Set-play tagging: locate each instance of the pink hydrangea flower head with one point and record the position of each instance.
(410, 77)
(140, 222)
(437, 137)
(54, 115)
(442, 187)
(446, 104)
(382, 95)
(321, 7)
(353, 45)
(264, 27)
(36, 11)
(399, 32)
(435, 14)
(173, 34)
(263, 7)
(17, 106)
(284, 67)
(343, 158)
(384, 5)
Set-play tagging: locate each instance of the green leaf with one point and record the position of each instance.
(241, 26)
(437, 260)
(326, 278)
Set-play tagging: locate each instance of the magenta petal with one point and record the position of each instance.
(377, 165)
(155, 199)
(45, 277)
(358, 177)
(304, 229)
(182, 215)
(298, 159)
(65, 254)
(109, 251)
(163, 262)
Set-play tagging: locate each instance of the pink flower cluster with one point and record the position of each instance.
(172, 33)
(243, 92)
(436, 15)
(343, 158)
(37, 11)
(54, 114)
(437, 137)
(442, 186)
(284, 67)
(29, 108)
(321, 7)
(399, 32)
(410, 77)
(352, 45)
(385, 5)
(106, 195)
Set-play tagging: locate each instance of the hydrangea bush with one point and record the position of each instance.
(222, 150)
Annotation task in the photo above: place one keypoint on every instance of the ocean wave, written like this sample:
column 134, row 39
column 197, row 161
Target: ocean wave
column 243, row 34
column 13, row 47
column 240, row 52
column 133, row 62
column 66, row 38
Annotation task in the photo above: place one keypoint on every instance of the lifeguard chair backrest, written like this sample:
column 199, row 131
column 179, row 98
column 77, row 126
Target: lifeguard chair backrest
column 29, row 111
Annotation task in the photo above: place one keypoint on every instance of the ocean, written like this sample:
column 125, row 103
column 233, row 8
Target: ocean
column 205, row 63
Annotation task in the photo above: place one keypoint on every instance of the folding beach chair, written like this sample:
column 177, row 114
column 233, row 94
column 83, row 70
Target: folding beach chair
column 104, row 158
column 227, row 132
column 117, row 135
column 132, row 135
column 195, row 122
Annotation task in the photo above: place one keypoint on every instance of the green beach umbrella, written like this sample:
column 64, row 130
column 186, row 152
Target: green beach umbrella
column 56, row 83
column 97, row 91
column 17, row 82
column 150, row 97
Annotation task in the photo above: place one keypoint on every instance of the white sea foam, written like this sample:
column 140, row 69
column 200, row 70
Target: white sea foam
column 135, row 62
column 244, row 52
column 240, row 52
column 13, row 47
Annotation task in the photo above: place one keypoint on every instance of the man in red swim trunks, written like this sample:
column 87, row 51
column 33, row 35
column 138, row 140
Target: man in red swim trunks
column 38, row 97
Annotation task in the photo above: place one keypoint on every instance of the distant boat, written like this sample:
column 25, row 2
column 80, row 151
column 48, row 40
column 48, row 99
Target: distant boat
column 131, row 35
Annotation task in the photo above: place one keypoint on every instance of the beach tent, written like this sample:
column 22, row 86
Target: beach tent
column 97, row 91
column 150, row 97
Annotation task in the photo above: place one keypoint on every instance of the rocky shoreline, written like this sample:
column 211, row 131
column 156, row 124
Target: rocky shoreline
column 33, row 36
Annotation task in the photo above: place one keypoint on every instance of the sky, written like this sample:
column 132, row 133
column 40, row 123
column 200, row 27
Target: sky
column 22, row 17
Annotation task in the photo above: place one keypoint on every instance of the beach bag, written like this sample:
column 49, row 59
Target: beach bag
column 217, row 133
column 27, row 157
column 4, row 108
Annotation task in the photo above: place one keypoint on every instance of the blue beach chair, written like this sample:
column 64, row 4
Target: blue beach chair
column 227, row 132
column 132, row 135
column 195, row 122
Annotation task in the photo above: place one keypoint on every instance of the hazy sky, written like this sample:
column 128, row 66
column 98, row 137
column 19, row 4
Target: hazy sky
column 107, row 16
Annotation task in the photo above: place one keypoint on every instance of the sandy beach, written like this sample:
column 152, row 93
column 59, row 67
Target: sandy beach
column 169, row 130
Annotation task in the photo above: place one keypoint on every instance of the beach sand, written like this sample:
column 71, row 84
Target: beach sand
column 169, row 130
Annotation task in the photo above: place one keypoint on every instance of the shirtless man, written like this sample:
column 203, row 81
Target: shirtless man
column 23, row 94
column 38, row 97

---+---

EXERCISE BRIEF →
All entries are to be retyped with no difference from the original.

WRITTEN SOLUTION →
Set-play tagging: locate each instance of the pink hydrangea flower head with one point and record the position of each instance.
(410, 77)
(140, 222)
(437, 137)
(54, 115)
(442, 187)
(446, 104)
(382, 95)
(321, 7)
(353, 45)
(264, 27)
(36, 11)
(399, 32)
(435, 14)
(173, 34)
(263, 7)
(17, 106)
(284, 67)
(343, 158)
(384, 5)
Set-play tagging: locate each instance of the green leaf with one point and record the position of each instance.
(241, 26)
(437, 260)
(326, 278)
Set-play tagging: locate each instance of the magenta petal with one point and record the position of each instance.
(377, 165)
(155, 199)
(45, 277)
(358, 177)
(304, 229)
(182, 215)
(298, 159)
(65, 254)
(109, 251)
(163, 262)
Set-play tagging: locate each instance of the pink flower cluster with one point and record the position of each instance.
(172, 33)
(243, 92)
(436, 15)
(343, 158)
(37, 11)
(54, 114)
(437, 137)
(442, 186)
(284, 67)
(29, 108)
(321, 7)
(399, 32)
(410, 77)
(352, 45)
(385, 5)
(106, 195)
Set-play tagging: locate each instance of the hydrangea bush with one point and record the position of each instance.
(222, 150)
Annotation task in the photo above: place one keypoint on every instance of the ocean wave, written like this sample:
column 134, row 39
column 197, row 161
Target: ocean wave
column 243, row 34
column 13, row 47
column 240, row 52
column 133, row 62
column 66, row 38
Annotation task in the photo above: place one keypoint on every instance of the lifeguard chair backrest, written like this sample:
column 199, row 131
column 179, row 98
column 77, row 126
Target: lifeguard chair backrest
column 29, row 111
Annotation task in the photo above: place one keypoint on every instance of the ocean, written like this sample:
column 125, row 103
column 233, row 8
Target: ocean
column 205, row 63
Annotation task in the photo above: place one keypoint on every instance of the folding beach chair, written like this sample:
column 177, row 114
column 233, row 94
column 83, row 70
Target: folding beach chair
column 104, row 158
column 227, row 132
column 117, row 135
column 132, row 135
column 195, row 122
Annotation task in the photo above: place one keypoint on every instance of the green beach umbrella, written like this sample:
column 64, row 130
column 186, row 152
Target: green beach umbrella
column 56, row 83
column 97, row 91
column 17, row 82
column 150, row 97
Annotation task in the photo above: place one keypoint on every instance of the white sea foam, written like this sample:
column 140, row 69
column 200, row 70
Target: white sea foam
column 135, row 62
column 244, row 52
column 240, row 52
column 13, row 47
Annotation task in the photo above: place one keypoint on every instance of the man in red swim trunks, written like this sample:
column 87, row 51
column 33, row 35
column 138, row 140
Target: man in red swim trunks
column 38, row 97
Annotation task in the photo above: place one keypoint on every instance of the distant boat, written like this sample:
column 25, row 2
column 80, row 151
column 48, row 40
column 48, row 99
Target: distant boat
column 131, row 35
Annotation task in the photo above: place one keypoint on every instance of the beach tent, written like this sample:
column 22, row 86
Target: beach tent
column 97, row 91
column 150, row 97
Annotation task in the photo above: place one keypoint on every instance of the rocky shoreline, written like this sample:
column 211, row 131
column 156, row 124
Target: rocky shoreline
column 33, row 36
Annotation task in the photo above: place one keypoint on every instance of the sky, written like this sample:
column 132, row 133
column 40, row 123
column 200, row 27
Target: sky
column 22, row 17
Annotation task in the photo above: place one keypoint on every instance of the beach bag, written like this sample:
column 49, row 59
Target: beach bag
column 217, row 133
column 27, row 157
column 4, row 108
Annotation task in the photo above: place one keypoint on every instance of the blue beach chair, written like this sample:
column 64, row 4
Target: blue beach chair
column 227, row 132
column 132, row 135
column 195, row 122
Annotation task in the photo above: place one keypoint on every instance of the hazy sky, written like this sample:
column 128, row 66
column 98, row 137
column 19, row 4
Target: hazy sky
column 107, row 16
Annotation task in the photo above: place one keypoint on every instance of the sandy beach, written like this sample:
column 152, row 93
column 59, row 67
Target: sandy beach
column 169, row 130
Annotation task in the photo above: place one keypoint on every instance of the beach sand, written like this sample:
column 71, row 84
Target: beach sand
column 169, row 130
Annotation task in the photo above: place one keypoint on every instance of the shirtless man, written like this sample:
column 203, row 81
Target: shirtless man
column 23, row 94
column 38, row 97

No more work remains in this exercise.